Description of the task —
I need the lines below from the one with "Put a pin on every instance of the small" down to the one with "Target = bridge deck" reproduced exactly, both ends included, and nothing else.

Data supplied —
※

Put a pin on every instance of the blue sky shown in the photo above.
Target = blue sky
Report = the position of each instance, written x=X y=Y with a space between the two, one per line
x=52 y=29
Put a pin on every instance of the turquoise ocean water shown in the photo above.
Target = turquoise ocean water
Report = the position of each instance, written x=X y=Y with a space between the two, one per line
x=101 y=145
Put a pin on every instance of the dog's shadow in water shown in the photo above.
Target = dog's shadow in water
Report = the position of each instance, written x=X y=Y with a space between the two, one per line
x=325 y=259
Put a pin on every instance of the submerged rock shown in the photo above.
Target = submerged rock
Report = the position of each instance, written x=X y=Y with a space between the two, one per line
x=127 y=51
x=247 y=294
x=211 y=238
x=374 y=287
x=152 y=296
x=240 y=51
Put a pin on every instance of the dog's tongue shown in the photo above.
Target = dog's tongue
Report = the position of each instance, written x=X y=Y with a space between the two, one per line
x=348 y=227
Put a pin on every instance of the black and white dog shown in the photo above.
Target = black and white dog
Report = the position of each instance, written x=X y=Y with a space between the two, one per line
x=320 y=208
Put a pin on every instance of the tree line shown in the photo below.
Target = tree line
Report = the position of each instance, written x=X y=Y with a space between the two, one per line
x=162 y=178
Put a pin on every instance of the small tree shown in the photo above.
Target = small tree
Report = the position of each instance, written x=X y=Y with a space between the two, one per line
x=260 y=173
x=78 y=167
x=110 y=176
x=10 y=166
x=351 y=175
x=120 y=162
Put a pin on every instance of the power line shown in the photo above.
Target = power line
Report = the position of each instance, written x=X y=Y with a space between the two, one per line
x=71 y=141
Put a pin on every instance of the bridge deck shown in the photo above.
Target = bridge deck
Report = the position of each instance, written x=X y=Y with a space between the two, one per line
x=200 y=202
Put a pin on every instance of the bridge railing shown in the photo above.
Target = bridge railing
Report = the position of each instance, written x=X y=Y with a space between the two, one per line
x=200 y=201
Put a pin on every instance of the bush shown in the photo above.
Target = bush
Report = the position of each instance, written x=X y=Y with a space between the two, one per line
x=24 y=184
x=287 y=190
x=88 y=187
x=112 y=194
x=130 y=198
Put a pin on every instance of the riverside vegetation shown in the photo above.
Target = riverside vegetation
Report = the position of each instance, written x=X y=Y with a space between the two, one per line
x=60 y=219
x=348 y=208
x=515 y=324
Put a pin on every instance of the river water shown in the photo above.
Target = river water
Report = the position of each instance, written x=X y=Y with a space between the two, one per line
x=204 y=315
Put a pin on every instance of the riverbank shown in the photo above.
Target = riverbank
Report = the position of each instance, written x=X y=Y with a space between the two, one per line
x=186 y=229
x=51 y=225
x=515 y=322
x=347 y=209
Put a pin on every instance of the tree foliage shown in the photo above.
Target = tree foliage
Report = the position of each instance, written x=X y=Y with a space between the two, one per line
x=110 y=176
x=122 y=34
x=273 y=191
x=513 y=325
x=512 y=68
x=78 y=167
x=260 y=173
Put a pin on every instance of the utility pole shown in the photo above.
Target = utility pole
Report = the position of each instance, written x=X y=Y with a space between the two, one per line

※

Your solution —
Put a pin on every instance of the small tree shown in the photo above.
Target = small tree
Report = the position of each instance, written x=X y=Y with a space between the two, one per line
x=260 y=173
x=78 y=167
x=110 y=176
x=10 y=166
x=351 y=175
x=120 y=162
Put a pin on every instance of the power line shown in the photo above.
Target = power line
Report = the position of each instance, written x=X y=Y with a space between the two, one per line
x=71 y=141
Put a pin on every instance of the bridge deck shown in the photo above.
Target = bridge deck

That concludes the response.